Selected extract:
= Timeline of TVS =

This is a timeline of the history of the former British broadcaster TVS. It provided the ITV service for the South and South East of England from 1982 to 1992.

== 1980s ==

=== 1980 ===
- 28 December – The Independent Broadcasting Authority announces that Television South (TVS) has been awarded the franchise to broadcast to South and South East England. TVS will replace Southern Television at the start of programming on 1 January 1982.

=== 1981 ===
- August – TVS purchases Southern's studios, but the incumbent continues to use them until their franchise runs out at the end of the year, forcing TVS to operate out of portakabins located in the car park.

=== 1982 ===
- 1 January
  - TVS launches at 9:30am.
  - At 5:15pm, TVS broadcasts the first main edition of their new regional news magazine Coast to Coast. At first, the programme airs between 5:30 and 6:30pm, consisting of two sub-regional segments at 5:30 and 6:20pm, ITN's News at 5:45 and a pan-regional segment at 6pm.
- Spring – The main evening edition of Coast to Coast is cut to a single 30-minute programme, beginning at 6pm, the change also sees the launch of fully separate editions for the South and South East.
- Autumn – TVS opens The Maidstone Studios.

=== 1983 ===
- 1 February – ITV's breakfast television service TV-am launches. Consequently, TVS's broadcast day begins at 9:25am.
- Following the opening of their new studios at Maidstone, TVS closes the studios in Dover which they had used as a news-gathering base for the South East area which had previously been used by their predecessor, Southern. The studios are demolished the following year.

=== 1984 ===
- 12 April – Whitbread acquires a 20% stake in TVS from European ferries, as the latter wishes to concentrate their financial and management resources on the shipping and property sectors.
- 17 August – Greg Dyke, formerly of TV-am, is appointed as Director of Programmes at TVS. In a bid to rejuvenate the station, he starts to move programming away from their original philosophy of niche arts and science programming, and TVS begins producing more entertainment programmes.

Data segment:
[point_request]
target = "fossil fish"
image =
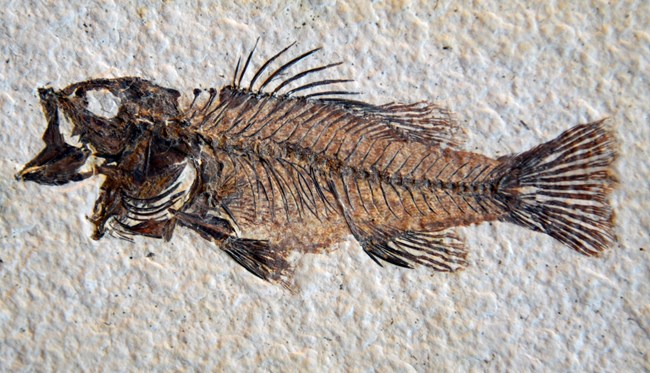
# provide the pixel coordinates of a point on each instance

Job: Translate this sentence from the TVS timeline into French: "This is a timeline of the history of the former British broadcaster TVS."

Written answer: Voici une chronologie de l'histoire de l'ancien diffuseur britannique TVS.